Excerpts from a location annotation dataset
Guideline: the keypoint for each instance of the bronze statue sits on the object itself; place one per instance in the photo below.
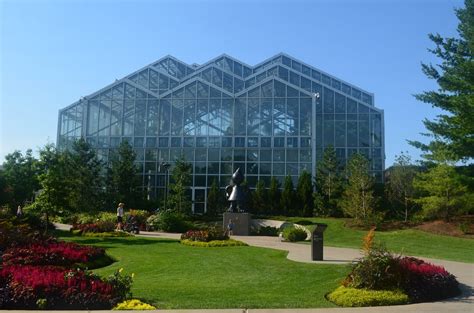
(234, 193)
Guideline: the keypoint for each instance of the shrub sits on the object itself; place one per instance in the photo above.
(266, 231)
(106, 234)
(16, 235)
(427, 282)
(294, 234)
(140, 216)
(134, 304)
(380, 270)
(169, 221)
(214, 243)
(377, 270)
(97, 227)
(51, 253)
(52, 287)
(352, 297)
(211, 234)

--- Goal of the exercise ---
Render all of the material above as a JSON array of strings with one string per line, leaving out blank lines and the pictures.

--- Solution to this exercise ---
[
  "Guideline: the keypoint for each instance of the bronze statue sits on the object itself; place one per instance in the photo below.",
  "(234, 193)",
  "Guideline: the keypoint for each instance of the shrub sits on the object itself; place one per instance in the photo above.",
  "(266, 231)",
  "(106, 234)",
  "(16, 235)",
  "(427, 282)",
  "(294, 234)",
  "(140, 216)",
  "(134, 304)",
  "(380, 270)",
  "(169, 221)",
  "(214, 243)",
  "(377, 270)",
  "(97, 227)",
  "(51, 253)",
  "(52, 287)",
  "(352, 297)",
  "(211, 234)"
]